* _WHAT YOU NEED TO DO_: The records that follow must be transcribed exactly, each one in full.

* _DATA UNDER STUDY_:
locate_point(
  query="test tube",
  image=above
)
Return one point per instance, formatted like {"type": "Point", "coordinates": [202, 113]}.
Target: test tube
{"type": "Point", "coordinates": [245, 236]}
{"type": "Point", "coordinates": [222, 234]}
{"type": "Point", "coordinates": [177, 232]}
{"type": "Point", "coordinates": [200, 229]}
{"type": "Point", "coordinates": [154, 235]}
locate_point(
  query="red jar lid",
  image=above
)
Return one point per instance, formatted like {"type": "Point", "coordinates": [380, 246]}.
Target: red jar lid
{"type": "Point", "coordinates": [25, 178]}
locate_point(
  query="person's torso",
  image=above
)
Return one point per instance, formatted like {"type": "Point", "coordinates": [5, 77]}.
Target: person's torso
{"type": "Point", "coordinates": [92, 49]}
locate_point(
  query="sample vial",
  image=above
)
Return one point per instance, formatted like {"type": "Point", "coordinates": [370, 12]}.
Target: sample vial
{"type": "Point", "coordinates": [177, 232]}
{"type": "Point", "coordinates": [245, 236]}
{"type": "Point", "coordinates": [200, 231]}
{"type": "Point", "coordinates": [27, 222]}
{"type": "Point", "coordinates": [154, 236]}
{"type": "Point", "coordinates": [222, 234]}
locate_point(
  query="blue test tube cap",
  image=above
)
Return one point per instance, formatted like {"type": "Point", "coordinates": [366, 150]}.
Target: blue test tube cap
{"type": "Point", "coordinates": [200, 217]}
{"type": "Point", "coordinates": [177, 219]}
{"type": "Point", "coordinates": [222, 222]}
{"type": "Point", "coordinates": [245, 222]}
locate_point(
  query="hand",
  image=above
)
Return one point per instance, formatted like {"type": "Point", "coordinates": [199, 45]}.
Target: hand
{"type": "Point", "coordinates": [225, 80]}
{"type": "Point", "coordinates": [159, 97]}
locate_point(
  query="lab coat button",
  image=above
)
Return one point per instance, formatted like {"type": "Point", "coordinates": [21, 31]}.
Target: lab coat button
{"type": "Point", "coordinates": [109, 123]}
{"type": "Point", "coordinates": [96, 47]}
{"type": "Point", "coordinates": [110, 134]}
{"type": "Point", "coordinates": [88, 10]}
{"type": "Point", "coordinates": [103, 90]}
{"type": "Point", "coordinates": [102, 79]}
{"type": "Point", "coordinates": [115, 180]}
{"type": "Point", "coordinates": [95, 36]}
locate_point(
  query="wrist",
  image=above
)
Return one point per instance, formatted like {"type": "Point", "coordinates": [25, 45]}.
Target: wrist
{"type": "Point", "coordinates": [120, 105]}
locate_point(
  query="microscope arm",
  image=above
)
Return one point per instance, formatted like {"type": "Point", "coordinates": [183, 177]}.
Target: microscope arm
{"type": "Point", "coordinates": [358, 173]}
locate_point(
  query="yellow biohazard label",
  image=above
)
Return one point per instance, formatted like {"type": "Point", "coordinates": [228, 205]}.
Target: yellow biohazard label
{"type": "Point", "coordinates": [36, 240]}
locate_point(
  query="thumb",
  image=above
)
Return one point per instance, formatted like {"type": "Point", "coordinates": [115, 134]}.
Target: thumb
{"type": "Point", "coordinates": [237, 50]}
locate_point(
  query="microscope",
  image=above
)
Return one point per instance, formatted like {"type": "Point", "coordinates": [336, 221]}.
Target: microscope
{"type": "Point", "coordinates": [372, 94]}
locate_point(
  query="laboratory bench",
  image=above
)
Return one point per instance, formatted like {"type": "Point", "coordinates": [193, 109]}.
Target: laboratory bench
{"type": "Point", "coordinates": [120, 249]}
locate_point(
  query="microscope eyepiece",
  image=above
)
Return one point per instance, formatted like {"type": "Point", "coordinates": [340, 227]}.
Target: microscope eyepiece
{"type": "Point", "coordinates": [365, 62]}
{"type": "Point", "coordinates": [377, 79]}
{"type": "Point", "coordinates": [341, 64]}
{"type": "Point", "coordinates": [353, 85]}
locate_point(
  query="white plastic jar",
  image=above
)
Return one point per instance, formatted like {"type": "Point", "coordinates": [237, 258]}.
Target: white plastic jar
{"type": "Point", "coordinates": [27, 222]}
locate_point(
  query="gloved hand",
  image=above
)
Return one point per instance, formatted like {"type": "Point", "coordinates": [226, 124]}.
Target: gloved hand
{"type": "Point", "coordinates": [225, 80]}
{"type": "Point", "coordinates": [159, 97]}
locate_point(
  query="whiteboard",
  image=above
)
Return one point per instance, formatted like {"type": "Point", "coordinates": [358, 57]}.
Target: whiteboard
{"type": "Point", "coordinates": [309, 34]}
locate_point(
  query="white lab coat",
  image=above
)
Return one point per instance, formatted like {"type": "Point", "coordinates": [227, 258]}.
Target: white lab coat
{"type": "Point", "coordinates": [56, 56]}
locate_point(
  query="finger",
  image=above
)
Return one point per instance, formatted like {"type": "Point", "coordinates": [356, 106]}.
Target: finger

* _FINISHED TASK_:
locate_point(
  query="test tube",
  image=above
)
Return one point per instance, formatted like {"type": "Point", "coordinates": [202, 113]}.
Target: test tube
{"type": "Point", "coordinates": [245, 236]}
{"type": "Point", "coordinates": [222, 234]}
{"type": "Point", "coordinates": [177, 232]}
{"type": "Point", "coordinates": [200, 229]}
{"type": "Point", "coordinates": [154, 235]}
locate_point(
  query="red jar lid",
  image=above
)
Return one point per instance, formatted like {"type": "Point", "coordinates": [380, 246]}.
Target: red jar lid
{"type": "Point", "coordinates": [25, 178]}
locate_point(
  query="person's torso",
  image=above
)
Return one point per instance, formatted like {"type": "Point", "coordinates": [5, 77]}.
Target: person's torso
{"type": "Point", "coordinates": [92, 49]}
locate_point(
  query="sample vial",
  image=above
)
Return one point per instance, formatted like {"type": "Point", "coordinates": [370, 12]}.
Target: sample vial
{"type": "Point", "coordinates": [177, 232]}
{"type": "Point", "coordinates": [245, 236]}
{"type": "Point", "coordinates": [200, 231]}
{"type": "Point", "coordinates": [27, 222]}
{"type": "Point", "coordinates": [154, 236]}
{"type": "Point", "coordinates": [222, 234]}
locate_point(
  query="blue test tube cap",
  image=above
)
Return one point per instance, formatted like {"type": "Point", "coordinates": [366, 150]}.
Target: blue test tube cap
{"type": "Point", "coordinates": [200, 217]}
{"type": "Point", "coordinates": [177, 219]}
{"type": "Point", "coordinates": [222, 222]}
{"type": "Point", "coordinates": [245, 222]}
locate_point(
  query="hand",
  image=above
)
Return one point per instance, formatted like {"type": "Point", "coordinates": [199, 45]}.
Target: hand
{"type": "Point", "coordinates": [225, 80]}
{"type": "Point", "coordinates": [159, 97]}
locate_point(
  query="lab coat button",
  image=above
)
Return one point per instance, formatted like {"type": "Point", "coordinates": [21, 31]}.
Target: lab coat button
{"type": "Point", "coordinates": [109, 123]}
{"type": "Point", "coordinates": [96, 47]}
{"type": "Point", "coordinates": [110, 134]}
{"type": "Point", "coordinates": [88, 10]}
{"type": "Point", "coordinates": [103, 90]}
{"type": "Point", "coordinates": [102, 79]}
{"type": "Point", "coordinates": [115, 180]}
{"type": "Point", "coordinates": [95, 36]}
locate_point(
  query="wrist",
  image=above
)
Return one point per instance, formatted like {"type": "Point", "coordinates": [25, 45]}.
Target: wrist
{"type": "Point", "coordinates": [120, 105]}
locate_point(
  query="microscope arm",
  image=above
)
Return one point per instance, formatted like {"type": "Point", "coordinates": [183, 177]}.
Target: microscope arm
{"type": "Point", "coordinates": [358, 173]}
locate_point(
  query="yellow biohazard label",
  image=above
)
Return one point per instance, formatted like {"type": "Point", "coordinates": [228, 205]}.
Target: yellow biohazard label
{"type": "Point", "coordinates": [36, 240]}
locate_point(
  query="thumb",
  image=above
)
Return one point per instance, formatted like {"type": "Point", "coordinates": [115, 134]}.
Target: thumb
{"type": "Point", "coordinates": [237, 50]}
locate_point(
  query="microscope",
  image=above
)
Return one point per instance, formatted like {"type": "Point", "coordinates": [336, 221]}.
Target: microscope
{"type": "Point", "coordinates": [372, 94]}
locate_point(
  query="laboratory bench",
  image=above
)
Return one point per instance, formatted like {"type": "Point", "coordinates": [193, 109]}.
Target: laboratory bench
{"type": "Point", "coordinates": [120, 249]}
locate_point(
  query="microscope eyepiece",
  image=above
)
Return one point per instance, formatted like {"type": "Point", "coordinates": [340, 227]}.
Target: microscope eyepiece
{"type": "Point", "coordinates": [365, 62]}
{"type": "Point", "coordinates": [377, 79]}
{"type": "Point", "coordinates": [341, 64]}
{"type": "Point", "coordinates": [353, 85]}
locate_point(
  query="white plastic jar",
  image=above
)
Return one point per instance, formatted like {"type": "Point", "coordinates": [237, 258]}.
Target: white plastic jar
{"type": "Point", "coordinates": [27, 222]}
locate_point(
  query="gloved hand",
  image=above
)
Return one point per instance, formatted like {"type": "Point", "coordinates": [226, 124]}.
Target: gloved hand
{"type": "Point", "coordinates": [225, 80]}
{"type": "Point", "coordinates": [159, 97]}
locate_point(
  query="whiteboard",
  image=above
)
Return one point per instance, formatted like {"type": "Point", "coordinates": [358, 57]}.
Target: whiteboard
{"type": "Point", "coordinates": [309, 34]}
locate_point(
  query="white lab coat",
  image=above
)
Return one point per instance, formatted like {"type": "Point", "coordinates": [227, 258]}.
Target: white lab coat
{"type": "Point", "coordinates": [56, 56]}
locate_point(
  query="finger",
  image=above
)
Return one point per instance, formatted like {"type": "Point", "coordinates": [356, 106]}.
Target: finger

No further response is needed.